> **Instructions for the task**
Each line of the data has to be transcribed exactly.

> **Supplied records**
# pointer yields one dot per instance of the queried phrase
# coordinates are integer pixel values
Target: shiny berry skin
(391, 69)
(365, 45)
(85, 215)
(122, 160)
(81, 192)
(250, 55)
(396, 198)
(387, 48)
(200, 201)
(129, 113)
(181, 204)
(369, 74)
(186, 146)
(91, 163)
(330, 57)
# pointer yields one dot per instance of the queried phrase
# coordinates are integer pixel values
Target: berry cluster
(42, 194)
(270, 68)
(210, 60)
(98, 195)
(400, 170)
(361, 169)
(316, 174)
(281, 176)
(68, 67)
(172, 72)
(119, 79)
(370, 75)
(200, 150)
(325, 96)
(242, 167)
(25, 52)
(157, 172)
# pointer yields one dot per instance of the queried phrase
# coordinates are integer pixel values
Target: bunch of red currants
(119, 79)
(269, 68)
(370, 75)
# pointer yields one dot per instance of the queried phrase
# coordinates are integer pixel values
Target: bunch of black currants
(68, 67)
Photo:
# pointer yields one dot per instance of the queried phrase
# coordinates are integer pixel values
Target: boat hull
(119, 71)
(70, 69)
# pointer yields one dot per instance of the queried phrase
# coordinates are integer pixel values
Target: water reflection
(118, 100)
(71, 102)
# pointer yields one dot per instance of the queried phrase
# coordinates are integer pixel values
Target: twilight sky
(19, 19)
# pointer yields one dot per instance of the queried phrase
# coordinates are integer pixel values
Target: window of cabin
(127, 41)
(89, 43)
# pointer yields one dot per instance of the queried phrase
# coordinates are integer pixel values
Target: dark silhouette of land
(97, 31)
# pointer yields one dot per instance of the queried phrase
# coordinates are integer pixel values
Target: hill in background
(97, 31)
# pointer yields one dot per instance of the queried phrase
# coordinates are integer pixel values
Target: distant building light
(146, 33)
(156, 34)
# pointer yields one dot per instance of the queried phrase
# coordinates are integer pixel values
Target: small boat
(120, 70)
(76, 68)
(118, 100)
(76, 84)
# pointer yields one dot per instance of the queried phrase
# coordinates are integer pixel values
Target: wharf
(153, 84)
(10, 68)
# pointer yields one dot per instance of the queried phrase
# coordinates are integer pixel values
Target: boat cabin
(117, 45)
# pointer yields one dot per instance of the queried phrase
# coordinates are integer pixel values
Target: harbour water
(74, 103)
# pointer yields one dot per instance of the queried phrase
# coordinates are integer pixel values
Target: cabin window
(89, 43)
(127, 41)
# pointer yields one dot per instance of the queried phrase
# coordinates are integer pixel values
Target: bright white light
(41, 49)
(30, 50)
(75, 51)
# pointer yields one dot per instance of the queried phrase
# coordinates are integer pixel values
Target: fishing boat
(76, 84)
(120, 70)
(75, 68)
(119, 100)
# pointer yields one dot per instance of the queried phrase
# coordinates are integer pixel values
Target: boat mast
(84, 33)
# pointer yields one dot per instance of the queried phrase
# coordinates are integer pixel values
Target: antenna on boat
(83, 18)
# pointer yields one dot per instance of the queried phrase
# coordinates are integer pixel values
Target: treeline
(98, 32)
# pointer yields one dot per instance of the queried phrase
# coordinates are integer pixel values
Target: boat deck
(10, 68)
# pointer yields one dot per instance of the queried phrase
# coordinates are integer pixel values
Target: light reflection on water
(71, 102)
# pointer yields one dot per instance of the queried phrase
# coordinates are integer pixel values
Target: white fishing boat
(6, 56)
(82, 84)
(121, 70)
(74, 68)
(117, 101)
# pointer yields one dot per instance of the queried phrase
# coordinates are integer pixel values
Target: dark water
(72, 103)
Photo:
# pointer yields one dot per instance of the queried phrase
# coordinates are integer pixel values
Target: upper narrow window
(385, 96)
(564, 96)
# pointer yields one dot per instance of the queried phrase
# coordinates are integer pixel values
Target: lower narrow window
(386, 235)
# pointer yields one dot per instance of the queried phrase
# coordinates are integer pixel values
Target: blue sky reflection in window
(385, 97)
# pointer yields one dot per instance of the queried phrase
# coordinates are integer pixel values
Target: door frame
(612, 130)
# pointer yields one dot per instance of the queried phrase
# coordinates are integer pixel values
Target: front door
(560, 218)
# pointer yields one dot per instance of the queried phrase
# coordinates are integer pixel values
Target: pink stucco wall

> **Solution below**
# pointer yields one dot per instance of the queried phrase
# coordinates are integer pixel values
Target: shiny berry skin
(391, 69)
(365, 45)
(85, 215)
(122, 160)
(81, 192)
(250, 55)
(396, 198)
(387, 48)
(200, 201)
(129, 113)
(181, 204)
(369, 74)
(186, 146)
(91, 163)
(330, 57)
# pointer yields one dot per instance of the queried phrase
# coordinates are integer pixel values
Target: berry cluster
(42, 194)
(270, 68)
(210, 60)
(98, 195)
(400, 170)
(361, 169)
(316, 174)
(281, 176)
(68, 67)
(172, 72)
(119, 79)
(370, 75)
(200, 150)
(325, 96)
(242, 167)
(25, 52)
(157, 172)
# pointer yields one dot per instance of the queried phrase
# coordinates are integer pixel values
Target: bunch of red currants
(119, 79)
(269, 68)
(370, 75)
# pointer yields one dot per instance of the queried phrase
# coordinates are integer pixel values
Target: bunch of black currants
(68, 67)
Photo:
# pointer yields one dot per instance of the queried phrase
# coordinates are integer pixel values
Target: boat hull
(119, 71)
(70, 69)
# pointer yields one dot per instance of the queried phrase
# coordinates are integer pixel values
Target: water reflection
(118, 100)
(71, 102)
# pointer yields one dot per instance of the queried phrase
# coordinates are integer pixel values
Target: twilight sky
(19, 19)
# pointer yields one dot per instance of the queried phrase
# coordinates are integer pixel values
Target: window of cabin
(127, 41)
(89, 43)
# pointer yields one dot per instance of the queried phrase
# coordinates are integer pixel values
Target: dark silhouette of land
(97, 31)
# pointer yields one dot per instance of the queried phrase
# coordinates are integer pixel values
Target: hill in background
(97, 31)
# pointer yields one dot per instance of the queried phrase
# coordinates are integer pixel values
Target: distant building light
(146, 33)
(156, 34)
# pointer yields one dot per instance of the queried phrase
# coordinates are integer pixel values
Target: small boat
(120, 70)
(76, 68)
(118, 100)
(76, 84)
# pointer yields one dot per instance of the queried phrase
# coordinates are integer pixel values
Target: wharf
(153, 84)
(10, 68)
# pointer yields one dot per instance of the queried phrase
# coordinates are integer pixel values
Target: boat cabin
(117, 45)
# pointer yields one dot per instance of the queried phrase
# coordinates are integer pixel values
Target: harbour water
(74, 103)
# pointer yields one dot per instance of the queried phrase
# coordinates are integer pixel values
Target: cabin window
(89, 43)
(127, 41)
# pointer yields one dot per instance of the queried phrase
# coordinates are integer pixel values
Target: bright white light
(41, 49)
(30, 50)
(75, 51)
# pointer yields one dot per instance of the queried phrase
# coordinates are integer pixel values
Target: fishing boat
(76, 84)
(120, 70)
(75, 68)
(119, 100)
# pointer yields one dot per instance of the queried phrase
# coordinates are integer pixel values
Target: boat mast
(84, 33)
# pointer yields one dot per instance of the queried phrase
# coordinates are integer pixel values
Target: antenna on boat
(83, 18)
# pointer yields one dot per instance of the queried phrase
# coordinates are integer pixel values
Target: treeline
(98, 32)
# pointer yields one dot per instance of the queried phrase
# coordinates are integer pixel values
Target: boat deck
(10, 68)
# pointer yields one dot per instance of the queried phrase
# coordinates are integer pixel values
Target: light reflection on water
(71, 102)
# pointer yields one dot per instance of the queried phrase
# coordinates are integer pixel values
Target: white fishing boat
(6, 56)
(82, 84)
(121, 70)
(74, 68)
(117, 101)
# pointer yields one dot per instance of the queried phrase
# coordinates are integer pixel values
Target: dark water
(72, 103)
Photo:
# pointer yields one dot per instance of the queried phrase
# coordinates are integer pixel values
Target: upper narrow window
(385, 96)
(564, 96)
# pointer yields one dot per instance of the queried phrase
# coordinates are integer pixel values
Target: lower narrow window
(386, 235)
# pointer yields one dot per instance of the queried phrase
# coordinates are integer pixel values
Target: blue sky reflection in window
(385, 97)
# pointer yields one dot per instance of the queried phrase
# coordinates are integer pixel values
Target: door frame
(612, 130)
# pointer yields one dot per instance of the queried phrase
# coordinates are integer pixel values
Target: front door
(560, 218)
# pointer yields one dot per instance of the queried phrase
# coordinates are integer pixel values
Target: pink stucco wall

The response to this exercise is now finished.